§ Exercise description
Rescale the whole listing below by reproducing every line, requests included, with each bounding-box pixel coordinate in the responses multiplied by 1.1 and rounded to the nearest whole number, halves rounding up. Leave all other numbers, including those in the requests and the box-format description, unchanged.

§ Supplied records
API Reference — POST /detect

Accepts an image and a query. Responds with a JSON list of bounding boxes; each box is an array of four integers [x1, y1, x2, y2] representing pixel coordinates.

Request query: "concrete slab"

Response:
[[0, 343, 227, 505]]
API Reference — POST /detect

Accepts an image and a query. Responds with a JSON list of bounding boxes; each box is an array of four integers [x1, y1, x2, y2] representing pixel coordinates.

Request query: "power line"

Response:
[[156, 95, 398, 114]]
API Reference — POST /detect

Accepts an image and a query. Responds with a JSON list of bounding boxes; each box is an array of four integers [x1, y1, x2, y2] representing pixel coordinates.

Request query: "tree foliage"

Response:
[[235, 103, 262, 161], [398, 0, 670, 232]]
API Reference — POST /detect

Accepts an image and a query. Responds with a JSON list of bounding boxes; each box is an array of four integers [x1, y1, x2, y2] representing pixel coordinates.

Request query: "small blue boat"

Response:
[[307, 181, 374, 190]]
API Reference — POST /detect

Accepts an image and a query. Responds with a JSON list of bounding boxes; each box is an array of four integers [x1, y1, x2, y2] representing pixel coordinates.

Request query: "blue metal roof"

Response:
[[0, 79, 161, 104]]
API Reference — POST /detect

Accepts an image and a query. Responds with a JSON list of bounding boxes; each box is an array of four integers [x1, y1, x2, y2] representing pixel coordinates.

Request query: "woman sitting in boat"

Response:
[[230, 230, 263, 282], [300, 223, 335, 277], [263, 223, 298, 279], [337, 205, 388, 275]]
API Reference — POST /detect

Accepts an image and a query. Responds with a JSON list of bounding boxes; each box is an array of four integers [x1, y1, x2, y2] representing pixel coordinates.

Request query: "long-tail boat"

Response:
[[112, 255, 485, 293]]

§ Reply to the exercise
API Reference — POST /detect

Accepts an image and a query. Responds with a JSON list of bounding boxes; each box is an array of four integers [x1, y1, x2, y2] representing pixel coordinates.

Request query: "concrete slab"

Response:
[[0, 377, 250, 556]]
API Reference — POST /detect

Accepts an image and a query. Responds with a JSON list of bounding boxes; each box is an array of four integers [x1, y1, x2, y2] representing pixel coordinates.

Request query: "power line"

Response:
[[172, 105, 438, 125]]
API Reference — POST /detect

Accepts an image and a query. Responds with a JSON list of bounding boxes; each box is an array of four integers [x1, y1, x2, y2] representing pixel coordinates.

Request query: "tree foliage"

Response:
[[259, 113, 288, 177], [438, 0, 737, 255]]
API Reference — POST /detect

Accepts an image and a query. Responds with a JSON list of bounding boxes; each box is an array of four integers [x1, y1, x2, y2] representing pixel coordinates.

Request query: "small blue boat"

Response:
[[338, 199, 411, 209]]
API Reference — POST /detect

Accepts an image and a query. Responds with a JSON list of bounding boxes; each box is an array of four integers [x1, y1, x2, y2] representing pixel coordinates.

Request query: "blue metal roof"

Response:
[[0, 87, 177, 114]]
API Reference — POST /detect

Accepts an image and a query. Responds with a JSON list of bounding boxes; each box is an array of four integers [x1, y1, x2, y2] representing pixel coordinates.

Request query: "woman sitting in boat"

Response:
[[253, 253, 289, 310], [330, 245, 369, 305], [289, 245, 328, 307], [371, 226, 427, 303]]
API Reference — POST /detect

Accepts an image and a query. Responds with a JSON list of bounding boxes; each box is an array of four integers [x1, y1, x2, y2] representing pixel coordinates.

Request query: "long-tail boat"

Response:
[[123, 281, 534, 322]]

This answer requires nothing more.